**Task requirements**
Can you print the lac operator passage word for word, from "It has been" to "the DNA loop."?

**Given passage**

The data suggest that the loop forms on supercoiled DNA and not after digestion with the restriction enzymes. Indeed, if LacI interacted with the DNA fragments after digestion, various combinations of the 566 and 84 bp DNA fragments (566–566, 566–84 and 84–84) were expected to be found in different complexes with LacI (data not shown). In contrast, only one discrete complex containing both fragments was observed (complex 4, Figure 3B) suggesting that the loop was formed on supercoiled DNA. The efficiency of loop formation was >80%. In summary, LacI binding to the lac operators flanking the promoter results in almost quantitative loop formation on supercoiled DNA.
Lac operators have many properties characteristic for eukaryotic insulators
To further analyze insulator properties of lac operators, a set of plasmids having 2.5 kb enhancer–promoter spacing but containing a different number of ‘ideal’ lac operators positioned differently was constructed (Figure 4). Many of these plasmids were designed similarly to the constructs used for analysis of the mechanism of insulator action in vivo. This allowed comparison of the properties of lac operators in vitro with the properties of natural insulators in vivo. These constructs were transcribed in the presence and in the absence of LacI (Figure 4) and the levels of transcription inhibition by LacI were compared.
Fig. 4. Topological isolation of the enhancer from the promoter is required for insulation. Various constructs (upper panel), all containing the enhancer and promoter spaced by 2.5 kb but different numbers of ‘ideal’ lac operators positioned differently were transcribed in the presence or in the absence of LacI. The arrows between lac operators indicate the expected LacI-induced DNA loops. Two alternative loops formed on the pLY10(2-1) plasmid are indicated (arrows 1 and 2); other designations are as in Figure 1C. All constructs were transcribed in the same experiment; transcripts were analyzed by denaturing PAGE (middle panel). Equal amounts of a labeled DNA fragment were added to all samples immediately after termination of transcription (loading control). The histogram (lower panel) shows the ratio of the amounts of specific transcripts accumulated in the presence and in the absence of LacI. The data are averages of at least three experiments (standard deviations are indicated).
It has been shown that duplication of insulators can improve their activity (Chung et al., 1993). Duplication of lac operators also increases their activity ∼2-fold (Figure 4, compare lanes 4 and 8), presumably because LacI forms a DNA loop that topologically isolates the enhancer from the promoter more efficiently. In this construct, short spacing (40 bp) between lac operators within each pair is likely to prevent interaction of the same LacI tetramer with two operators positioned next to each other. LacI bends DNA away from the repressor by 40° (Lewis et al., 1996), and once the tetramer binds to one DNA site the second DNA-binding surface is unlikely to reach the second site. This results in binding of two tetramers to each pair of operators and in more efficient formation of the DNA loop.

**Data extract**
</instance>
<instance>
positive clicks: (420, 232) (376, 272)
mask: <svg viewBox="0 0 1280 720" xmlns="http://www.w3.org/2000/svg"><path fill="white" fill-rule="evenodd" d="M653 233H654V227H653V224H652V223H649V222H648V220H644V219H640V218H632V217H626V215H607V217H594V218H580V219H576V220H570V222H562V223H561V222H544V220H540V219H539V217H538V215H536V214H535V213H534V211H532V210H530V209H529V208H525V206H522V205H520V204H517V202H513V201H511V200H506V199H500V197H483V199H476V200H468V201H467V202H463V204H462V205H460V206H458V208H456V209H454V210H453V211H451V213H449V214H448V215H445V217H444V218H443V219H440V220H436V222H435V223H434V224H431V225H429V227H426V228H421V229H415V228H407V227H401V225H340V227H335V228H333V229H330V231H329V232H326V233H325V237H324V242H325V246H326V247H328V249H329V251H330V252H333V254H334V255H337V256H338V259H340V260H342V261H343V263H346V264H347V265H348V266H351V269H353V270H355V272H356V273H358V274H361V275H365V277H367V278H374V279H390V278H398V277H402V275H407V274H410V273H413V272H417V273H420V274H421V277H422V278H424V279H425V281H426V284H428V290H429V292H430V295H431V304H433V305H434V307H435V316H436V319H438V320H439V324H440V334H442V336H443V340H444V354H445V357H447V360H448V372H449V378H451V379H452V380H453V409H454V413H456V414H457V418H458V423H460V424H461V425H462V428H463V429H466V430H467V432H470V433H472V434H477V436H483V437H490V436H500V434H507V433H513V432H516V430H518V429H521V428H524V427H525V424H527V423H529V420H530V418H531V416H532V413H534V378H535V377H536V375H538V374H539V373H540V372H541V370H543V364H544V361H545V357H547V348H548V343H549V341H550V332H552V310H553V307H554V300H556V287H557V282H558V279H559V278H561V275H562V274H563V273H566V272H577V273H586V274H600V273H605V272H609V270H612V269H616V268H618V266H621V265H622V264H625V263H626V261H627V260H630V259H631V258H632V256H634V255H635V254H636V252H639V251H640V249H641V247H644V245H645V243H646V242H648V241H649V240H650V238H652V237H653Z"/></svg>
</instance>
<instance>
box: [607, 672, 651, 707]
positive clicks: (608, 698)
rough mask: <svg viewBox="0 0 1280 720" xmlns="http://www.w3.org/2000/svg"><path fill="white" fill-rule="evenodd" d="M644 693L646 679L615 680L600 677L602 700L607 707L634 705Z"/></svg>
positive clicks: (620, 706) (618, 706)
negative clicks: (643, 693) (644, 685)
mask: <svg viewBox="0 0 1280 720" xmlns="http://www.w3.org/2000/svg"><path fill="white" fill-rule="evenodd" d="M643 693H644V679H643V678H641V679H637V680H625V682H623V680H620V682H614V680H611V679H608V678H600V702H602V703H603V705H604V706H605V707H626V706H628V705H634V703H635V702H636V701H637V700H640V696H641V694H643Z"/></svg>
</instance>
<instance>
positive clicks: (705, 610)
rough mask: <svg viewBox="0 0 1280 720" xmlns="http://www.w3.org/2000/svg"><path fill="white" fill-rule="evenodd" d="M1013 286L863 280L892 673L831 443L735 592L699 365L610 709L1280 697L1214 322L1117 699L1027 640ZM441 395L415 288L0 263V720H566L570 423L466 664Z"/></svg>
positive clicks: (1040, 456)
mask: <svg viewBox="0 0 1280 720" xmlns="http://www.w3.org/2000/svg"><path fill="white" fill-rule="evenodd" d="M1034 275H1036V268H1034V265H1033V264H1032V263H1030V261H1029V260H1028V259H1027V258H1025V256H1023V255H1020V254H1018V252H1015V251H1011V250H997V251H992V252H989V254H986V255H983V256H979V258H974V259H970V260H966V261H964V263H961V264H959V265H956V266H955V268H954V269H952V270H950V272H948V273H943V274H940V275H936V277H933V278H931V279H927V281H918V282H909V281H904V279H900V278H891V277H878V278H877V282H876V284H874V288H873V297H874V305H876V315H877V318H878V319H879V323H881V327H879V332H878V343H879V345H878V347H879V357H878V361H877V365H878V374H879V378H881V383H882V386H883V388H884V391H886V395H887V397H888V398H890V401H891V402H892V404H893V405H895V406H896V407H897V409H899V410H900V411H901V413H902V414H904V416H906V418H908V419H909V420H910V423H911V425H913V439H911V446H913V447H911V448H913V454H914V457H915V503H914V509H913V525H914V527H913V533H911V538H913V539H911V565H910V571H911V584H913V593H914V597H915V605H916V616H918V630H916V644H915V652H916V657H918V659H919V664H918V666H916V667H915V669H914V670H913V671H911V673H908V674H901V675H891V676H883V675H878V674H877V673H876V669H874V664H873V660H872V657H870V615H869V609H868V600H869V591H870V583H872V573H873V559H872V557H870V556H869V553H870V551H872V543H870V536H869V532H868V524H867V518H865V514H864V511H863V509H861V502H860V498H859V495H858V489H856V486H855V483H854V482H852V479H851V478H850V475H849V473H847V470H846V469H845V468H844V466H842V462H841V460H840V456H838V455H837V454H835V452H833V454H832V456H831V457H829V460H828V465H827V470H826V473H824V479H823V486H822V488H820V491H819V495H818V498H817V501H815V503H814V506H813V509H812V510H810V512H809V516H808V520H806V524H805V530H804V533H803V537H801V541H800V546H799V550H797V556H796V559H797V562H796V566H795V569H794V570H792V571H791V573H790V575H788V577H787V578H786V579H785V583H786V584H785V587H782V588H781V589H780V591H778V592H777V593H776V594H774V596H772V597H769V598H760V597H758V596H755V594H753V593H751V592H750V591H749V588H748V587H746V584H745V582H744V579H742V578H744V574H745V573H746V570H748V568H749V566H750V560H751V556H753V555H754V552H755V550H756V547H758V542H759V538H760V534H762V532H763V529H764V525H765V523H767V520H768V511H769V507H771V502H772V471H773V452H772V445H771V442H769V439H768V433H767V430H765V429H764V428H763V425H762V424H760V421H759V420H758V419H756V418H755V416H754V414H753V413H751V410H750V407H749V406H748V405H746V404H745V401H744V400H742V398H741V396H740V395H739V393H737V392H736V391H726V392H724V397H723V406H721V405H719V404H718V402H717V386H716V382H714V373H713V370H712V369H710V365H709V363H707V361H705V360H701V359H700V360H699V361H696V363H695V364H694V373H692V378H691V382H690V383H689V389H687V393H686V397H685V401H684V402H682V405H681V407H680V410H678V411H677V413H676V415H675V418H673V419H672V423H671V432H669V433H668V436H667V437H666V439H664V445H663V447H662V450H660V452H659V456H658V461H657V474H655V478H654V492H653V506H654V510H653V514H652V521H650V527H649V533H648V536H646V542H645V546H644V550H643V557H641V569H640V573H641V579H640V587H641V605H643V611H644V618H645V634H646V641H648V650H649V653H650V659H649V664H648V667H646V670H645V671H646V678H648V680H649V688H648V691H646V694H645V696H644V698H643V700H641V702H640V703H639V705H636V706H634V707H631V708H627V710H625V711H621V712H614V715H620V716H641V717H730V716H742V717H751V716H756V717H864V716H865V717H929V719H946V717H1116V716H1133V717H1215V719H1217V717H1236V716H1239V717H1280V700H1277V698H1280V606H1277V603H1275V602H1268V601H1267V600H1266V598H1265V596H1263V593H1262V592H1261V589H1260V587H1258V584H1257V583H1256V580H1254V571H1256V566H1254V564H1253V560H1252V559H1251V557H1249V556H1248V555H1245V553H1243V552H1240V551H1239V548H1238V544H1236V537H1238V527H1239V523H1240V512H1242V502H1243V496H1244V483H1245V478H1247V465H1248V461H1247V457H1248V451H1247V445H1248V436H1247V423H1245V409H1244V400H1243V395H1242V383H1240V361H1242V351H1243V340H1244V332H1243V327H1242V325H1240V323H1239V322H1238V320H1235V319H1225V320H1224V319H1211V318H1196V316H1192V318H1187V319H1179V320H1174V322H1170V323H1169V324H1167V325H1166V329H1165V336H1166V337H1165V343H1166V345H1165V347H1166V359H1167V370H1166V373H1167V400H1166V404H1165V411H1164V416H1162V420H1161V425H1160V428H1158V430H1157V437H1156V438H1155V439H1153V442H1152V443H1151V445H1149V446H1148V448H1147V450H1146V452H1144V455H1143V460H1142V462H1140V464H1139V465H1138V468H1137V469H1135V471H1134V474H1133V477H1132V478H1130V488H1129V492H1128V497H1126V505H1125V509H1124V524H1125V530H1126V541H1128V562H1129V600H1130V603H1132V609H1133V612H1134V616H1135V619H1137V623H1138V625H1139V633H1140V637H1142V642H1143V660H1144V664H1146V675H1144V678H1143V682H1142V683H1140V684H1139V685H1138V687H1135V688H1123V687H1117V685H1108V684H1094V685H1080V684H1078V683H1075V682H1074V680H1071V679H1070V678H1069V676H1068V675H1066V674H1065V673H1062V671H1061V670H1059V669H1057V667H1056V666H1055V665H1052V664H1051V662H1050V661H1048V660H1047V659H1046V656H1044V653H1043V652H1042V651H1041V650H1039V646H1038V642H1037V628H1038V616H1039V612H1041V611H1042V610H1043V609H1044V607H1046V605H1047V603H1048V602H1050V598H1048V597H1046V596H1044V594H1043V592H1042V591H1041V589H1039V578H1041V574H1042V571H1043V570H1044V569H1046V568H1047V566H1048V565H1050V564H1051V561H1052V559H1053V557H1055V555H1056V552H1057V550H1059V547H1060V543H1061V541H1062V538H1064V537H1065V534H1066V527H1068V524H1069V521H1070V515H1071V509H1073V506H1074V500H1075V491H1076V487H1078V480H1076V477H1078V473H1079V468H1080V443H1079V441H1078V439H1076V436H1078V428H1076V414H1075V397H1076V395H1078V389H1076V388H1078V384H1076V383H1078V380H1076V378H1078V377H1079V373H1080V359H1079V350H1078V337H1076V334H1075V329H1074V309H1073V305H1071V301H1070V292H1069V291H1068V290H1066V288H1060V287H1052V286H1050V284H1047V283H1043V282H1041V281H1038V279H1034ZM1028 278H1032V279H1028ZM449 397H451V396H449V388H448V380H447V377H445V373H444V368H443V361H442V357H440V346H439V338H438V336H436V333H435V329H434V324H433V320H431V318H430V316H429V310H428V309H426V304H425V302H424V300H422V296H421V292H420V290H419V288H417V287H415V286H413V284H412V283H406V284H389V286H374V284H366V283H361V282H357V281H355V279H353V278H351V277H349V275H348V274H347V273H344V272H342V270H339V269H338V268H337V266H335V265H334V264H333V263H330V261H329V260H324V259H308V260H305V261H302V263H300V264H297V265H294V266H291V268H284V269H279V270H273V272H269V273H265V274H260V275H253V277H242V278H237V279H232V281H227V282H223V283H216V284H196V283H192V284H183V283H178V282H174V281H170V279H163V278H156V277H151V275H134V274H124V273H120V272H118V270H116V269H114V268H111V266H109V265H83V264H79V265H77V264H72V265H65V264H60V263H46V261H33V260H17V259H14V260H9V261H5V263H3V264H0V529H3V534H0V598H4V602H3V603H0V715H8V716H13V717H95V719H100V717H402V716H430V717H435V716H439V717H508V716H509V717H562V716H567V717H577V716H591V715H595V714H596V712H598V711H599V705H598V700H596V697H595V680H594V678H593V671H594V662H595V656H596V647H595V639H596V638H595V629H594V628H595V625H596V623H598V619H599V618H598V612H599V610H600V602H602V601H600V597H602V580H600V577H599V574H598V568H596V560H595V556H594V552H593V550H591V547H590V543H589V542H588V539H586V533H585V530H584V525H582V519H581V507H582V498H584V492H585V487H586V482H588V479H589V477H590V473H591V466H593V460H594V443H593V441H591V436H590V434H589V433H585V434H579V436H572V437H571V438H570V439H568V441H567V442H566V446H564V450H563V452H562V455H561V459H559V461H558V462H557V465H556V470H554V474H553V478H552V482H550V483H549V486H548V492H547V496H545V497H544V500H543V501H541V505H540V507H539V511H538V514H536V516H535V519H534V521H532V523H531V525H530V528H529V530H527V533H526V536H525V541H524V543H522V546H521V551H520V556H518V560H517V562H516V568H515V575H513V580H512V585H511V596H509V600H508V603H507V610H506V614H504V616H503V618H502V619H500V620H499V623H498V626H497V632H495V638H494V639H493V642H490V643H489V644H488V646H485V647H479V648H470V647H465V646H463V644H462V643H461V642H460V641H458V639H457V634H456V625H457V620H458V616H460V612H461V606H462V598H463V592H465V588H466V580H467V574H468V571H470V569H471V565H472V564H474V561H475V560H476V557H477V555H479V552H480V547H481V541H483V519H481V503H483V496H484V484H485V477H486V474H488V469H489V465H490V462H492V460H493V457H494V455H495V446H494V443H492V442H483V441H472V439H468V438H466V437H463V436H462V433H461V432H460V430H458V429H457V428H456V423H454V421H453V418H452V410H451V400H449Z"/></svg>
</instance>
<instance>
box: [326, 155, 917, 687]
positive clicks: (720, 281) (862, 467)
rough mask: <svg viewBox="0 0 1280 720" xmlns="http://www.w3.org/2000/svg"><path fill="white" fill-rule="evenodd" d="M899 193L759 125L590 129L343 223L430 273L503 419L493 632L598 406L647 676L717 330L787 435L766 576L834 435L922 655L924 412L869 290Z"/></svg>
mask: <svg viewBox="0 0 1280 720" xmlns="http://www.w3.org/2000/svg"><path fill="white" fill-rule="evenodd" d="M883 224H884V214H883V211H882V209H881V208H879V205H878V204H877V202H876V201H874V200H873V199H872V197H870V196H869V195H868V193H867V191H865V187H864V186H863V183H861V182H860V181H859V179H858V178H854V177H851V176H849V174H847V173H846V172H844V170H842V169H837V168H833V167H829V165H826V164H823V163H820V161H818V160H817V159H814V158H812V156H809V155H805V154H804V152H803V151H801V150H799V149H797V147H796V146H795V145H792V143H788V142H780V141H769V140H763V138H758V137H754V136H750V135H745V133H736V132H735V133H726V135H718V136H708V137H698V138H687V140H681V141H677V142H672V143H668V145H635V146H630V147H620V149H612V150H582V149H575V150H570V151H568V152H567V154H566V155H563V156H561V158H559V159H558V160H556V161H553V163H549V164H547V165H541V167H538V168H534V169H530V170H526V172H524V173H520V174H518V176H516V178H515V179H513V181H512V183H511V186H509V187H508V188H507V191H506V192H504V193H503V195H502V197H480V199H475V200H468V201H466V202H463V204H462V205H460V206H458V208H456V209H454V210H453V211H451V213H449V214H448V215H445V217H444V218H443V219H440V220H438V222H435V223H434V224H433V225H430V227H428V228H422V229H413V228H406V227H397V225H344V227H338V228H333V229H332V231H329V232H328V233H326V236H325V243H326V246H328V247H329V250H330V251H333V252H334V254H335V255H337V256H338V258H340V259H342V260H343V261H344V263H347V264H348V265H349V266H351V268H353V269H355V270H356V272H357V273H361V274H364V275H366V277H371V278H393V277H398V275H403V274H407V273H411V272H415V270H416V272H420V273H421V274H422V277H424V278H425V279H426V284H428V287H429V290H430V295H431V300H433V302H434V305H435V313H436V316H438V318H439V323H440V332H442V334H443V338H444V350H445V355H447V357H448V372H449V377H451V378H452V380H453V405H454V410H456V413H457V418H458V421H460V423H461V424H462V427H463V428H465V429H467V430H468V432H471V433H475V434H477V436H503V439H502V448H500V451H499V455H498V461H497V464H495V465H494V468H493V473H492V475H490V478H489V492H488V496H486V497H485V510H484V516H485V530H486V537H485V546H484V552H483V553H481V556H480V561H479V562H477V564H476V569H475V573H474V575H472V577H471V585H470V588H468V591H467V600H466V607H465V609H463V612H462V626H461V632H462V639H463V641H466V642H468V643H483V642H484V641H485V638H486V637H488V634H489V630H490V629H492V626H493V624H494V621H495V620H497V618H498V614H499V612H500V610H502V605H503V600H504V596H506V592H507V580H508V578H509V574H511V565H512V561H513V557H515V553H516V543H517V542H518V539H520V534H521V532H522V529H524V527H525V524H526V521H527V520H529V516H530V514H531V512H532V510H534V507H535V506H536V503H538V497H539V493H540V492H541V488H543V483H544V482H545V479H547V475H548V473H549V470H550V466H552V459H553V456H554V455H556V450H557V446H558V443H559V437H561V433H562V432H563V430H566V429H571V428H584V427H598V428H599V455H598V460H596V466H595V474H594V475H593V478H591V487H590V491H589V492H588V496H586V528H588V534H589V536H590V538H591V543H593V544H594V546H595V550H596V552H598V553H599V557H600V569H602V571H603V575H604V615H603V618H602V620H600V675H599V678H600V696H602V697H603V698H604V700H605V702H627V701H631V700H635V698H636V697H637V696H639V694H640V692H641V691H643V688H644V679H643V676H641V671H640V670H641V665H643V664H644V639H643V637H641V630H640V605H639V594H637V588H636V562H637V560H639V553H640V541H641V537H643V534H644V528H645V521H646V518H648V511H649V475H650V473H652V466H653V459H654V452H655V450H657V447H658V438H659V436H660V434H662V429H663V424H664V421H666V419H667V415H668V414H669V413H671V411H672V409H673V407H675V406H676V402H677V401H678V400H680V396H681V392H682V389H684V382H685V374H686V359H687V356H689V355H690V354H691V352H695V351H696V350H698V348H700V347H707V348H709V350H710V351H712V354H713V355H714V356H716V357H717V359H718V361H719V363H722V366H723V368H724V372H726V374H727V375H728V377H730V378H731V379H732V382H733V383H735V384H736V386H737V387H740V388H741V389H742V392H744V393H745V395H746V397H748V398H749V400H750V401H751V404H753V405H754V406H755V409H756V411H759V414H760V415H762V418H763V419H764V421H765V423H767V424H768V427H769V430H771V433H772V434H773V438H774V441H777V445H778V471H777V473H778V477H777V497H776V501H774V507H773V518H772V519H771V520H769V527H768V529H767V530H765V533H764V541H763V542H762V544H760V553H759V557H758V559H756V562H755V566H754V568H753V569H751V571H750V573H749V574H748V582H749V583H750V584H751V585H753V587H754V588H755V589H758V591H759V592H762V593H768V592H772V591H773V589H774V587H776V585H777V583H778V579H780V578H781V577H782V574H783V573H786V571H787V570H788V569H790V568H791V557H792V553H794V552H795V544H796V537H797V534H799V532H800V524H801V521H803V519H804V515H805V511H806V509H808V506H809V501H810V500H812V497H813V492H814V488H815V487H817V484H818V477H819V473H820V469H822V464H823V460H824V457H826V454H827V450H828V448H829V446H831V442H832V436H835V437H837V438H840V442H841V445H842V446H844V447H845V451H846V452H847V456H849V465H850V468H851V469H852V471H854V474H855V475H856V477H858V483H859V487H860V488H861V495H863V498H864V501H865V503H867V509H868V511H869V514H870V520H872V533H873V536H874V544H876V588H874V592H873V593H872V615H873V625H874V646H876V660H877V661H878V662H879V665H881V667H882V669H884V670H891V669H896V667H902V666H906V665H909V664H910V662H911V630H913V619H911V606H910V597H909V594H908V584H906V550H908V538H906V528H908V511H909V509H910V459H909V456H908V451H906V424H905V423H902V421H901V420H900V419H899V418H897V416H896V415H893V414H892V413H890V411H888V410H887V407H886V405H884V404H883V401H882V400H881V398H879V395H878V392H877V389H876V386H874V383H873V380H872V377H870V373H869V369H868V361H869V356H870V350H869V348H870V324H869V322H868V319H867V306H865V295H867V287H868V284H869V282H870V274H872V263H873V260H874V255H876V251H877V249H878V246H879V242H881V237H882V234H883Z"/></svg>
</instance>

**Answer to the exercise**
It has been shown that duplication of insulators can improve their activity (Chung et al., 1993). Duplication of lac operators also increases their activity ∼2-fold (Figure 4, compare lanes 4 and 8), presumably because LacI forms a DNA loop that topologically isolates the enhancer from the promoter more efficiently. In this construct, short spacing (40 bp) between lac operators within each pair is likely to prevent interaction of the same LacI tetramer with two operators positioned next to each other. LacI bends DNA away from the repressor by 40° (Lewis et al., 1996), and once the tetramer binds to one DNA site the second DNA-binding surface is unlikely to reach the second site. This results in binding of two tetramers to each pair of operators and in more efficient formation of the DNA loop.